- **YOUR INSTRUCTIONS**:
Give back only the lines in the records below from the one with "column 374, row 169" to the one with "column 154, row 132", both inclusive, word for word.

- **Saved data entries**:
# # # #

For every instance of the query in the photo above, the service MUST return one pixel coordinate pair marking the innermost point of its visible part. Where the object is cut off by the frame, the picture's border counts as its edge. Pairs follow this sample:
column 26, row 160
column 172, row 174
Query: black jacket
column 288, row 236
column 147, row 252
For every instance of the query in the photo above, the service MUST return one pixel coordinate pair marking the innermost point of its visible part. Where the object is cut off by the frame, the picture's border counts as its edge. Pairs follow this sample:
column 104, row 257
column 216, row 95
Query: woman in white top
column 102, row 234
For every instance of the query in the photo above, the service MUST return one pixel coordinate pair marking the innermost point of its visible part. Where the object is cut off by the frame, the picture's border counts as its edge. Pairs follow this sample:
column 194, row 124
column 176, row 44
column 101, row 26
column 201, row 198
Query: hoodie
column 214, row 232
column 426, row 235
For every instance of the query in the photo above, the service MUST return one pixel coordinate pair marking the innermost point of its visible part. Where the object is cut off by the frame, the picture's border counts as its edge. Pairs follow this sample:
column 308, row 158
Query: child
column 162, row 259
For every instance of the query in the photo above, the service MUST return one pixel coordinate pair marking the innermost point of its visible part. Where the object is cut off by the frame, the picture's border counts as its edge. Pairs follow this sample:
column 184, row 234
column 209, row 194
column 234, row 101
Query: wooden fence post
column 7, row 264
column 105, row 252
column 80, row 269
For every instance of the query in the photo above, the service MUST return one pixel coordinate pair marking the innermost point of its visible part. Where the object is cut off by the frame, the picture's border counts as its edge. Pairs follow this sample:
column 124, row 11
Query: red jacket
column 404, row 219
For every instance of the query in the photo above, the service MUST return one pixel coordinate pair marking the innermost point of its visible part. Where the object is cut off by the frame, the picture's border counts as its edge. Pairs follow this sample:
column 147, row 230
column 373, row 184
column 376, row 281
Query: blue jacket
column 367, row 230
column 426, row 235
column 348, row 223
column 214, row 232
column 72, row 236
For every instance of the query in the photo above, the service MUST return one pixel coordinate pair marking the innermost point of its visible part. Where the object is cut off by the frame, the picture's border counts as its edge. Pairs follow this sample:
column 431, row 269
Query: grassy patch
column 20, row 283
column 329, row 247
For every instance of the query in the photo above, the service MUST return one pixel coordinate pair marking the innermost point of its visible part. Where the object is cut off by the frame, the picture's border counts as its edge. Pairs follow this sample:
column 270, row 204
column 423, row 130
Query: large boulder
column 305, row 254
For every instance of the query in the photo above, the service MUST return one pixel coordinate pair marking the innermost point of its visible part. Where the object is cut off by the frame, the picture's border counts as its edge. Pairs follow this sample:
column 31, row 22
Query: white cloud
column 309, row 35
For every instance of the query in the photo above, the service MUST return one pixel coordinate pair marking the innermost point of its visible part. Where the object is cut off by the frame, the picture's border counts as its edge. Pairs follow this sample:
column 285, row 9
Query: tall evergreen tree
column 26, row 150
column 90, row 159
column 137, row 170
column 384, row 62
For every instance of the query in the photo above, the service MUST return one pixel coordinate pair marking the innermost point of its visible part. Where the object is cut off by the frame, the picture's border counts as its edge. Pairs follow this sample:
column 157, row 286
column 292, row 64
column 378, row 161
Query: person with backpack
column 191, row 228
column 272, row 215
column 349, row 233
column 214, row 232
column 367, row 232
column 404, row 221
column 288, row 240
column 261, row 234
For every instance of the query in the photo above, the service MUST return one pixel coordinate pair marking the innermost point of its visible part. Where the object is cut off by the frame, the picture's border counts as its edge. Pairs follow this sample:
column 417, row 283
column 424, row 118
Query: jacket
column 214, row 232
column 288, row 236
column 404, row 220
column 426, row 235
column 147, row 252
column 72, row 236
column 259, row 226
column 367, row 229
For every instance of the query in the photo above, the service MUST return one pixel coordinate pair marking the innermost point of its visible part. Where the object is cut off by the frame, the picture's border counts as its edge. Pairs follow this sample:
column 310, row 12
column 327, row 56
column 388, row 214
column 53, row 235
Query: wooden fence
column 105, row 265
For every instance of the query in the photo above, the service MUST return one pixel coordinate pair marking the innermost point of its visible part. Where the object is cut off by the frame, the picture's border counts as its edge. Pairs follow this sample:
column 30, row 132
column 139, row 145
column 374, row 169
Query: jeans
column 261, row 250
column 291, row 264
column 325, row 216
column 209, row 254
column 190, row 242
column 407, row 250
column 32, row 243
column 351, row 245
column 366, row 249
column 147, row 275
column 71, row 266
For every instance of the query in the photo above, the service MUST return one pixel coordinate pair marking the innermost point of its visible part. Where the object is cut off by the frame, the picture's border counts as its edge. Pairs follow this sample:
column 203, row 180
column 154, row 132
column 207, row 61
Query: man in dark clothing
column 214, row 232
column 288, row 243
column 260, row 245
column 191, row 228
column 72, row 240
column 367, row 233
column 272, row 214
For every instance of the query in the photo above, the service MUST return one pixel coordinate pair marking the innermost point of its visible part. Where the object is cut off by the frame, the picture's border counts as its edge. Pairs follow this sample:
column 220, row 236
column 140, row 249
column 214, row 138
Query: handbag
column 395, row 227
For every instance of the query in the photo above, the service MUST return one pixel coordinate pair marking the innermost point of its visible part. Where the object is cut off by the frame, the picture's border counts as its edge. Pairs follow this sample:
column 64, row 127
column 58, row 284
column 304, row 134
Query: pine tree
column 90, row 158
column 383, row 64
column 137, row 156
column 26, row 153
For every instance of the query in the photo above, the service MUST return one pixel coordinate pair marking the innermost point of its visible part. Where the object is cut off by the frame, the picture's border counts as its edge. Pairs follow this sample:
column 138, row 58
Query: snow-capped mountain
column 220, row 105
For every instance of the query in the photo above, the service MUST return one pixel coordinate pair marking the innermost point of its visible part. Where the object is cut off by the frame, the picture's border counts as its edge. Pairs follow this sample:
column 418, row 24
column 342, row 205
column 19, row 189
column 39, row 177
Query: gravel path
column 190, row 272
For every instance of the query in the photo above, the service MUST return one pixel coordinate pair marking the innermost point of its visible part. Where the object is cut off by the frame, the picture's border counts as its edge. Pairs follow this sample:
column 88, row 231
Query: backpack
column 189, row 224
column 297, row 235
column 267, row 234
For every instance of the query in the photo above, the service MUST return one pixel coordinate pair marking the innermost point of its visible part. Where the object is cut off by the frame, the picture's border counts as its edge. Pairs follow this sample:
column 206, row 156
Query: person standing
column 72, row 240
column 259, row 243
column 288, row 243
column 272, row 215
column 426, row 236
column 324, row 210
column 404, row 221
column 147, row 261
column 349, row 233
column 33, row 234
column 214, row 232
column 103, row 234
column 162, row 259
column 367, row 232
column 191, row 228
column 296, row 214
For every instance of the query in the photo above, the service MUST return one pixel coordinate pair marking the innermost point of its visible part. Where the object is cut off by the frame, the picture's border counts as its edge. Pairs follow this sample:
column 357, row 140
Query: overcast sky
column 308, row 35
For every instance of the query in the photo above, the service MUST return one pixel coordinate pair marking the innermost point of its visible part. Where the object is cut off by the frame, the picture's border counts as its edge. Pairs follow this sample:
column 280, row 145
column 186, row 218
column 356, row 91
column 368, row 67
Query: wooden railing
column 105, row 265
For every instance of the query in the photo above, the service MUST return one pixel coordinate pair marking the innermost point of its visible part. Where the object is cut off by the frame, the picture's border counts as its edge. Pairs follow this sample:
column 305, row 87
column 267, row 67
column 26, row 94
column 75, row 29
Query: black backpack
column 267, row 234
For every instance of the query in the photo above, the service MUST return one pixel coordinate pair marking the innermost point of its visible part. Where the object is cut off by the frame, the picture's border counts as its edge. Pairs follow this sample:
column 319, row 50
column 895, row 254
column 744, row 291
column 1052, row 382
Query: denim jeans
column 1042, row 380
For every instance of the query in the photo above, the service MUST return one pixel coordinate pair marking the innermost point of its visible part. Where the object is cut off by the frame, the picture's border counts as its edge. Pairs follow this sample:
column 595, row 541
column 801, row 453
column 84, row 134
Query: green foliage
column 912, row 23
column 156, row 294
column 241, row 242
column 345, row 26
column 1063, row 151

# # # #

- **EXERCISE ANSWER**:
column 374, row 169
Query: jeans
column 261, row 250
column 291, row 264
column 325, row 216
column 209, row 254
column 190, row 242
column 407, row 250
column 32, row 243
column 351, row 245
column 366, row 249
column 147, row 275
column 71, row 266
For every instance of the query in the photo above, the service MUST return one pixel coordinate pair marking the innermost point of its visible part. Where the object is cut off by the frame, the picture's border counts as its edge. Pairs follow this sample:
column 203, row 180
column 154, row 132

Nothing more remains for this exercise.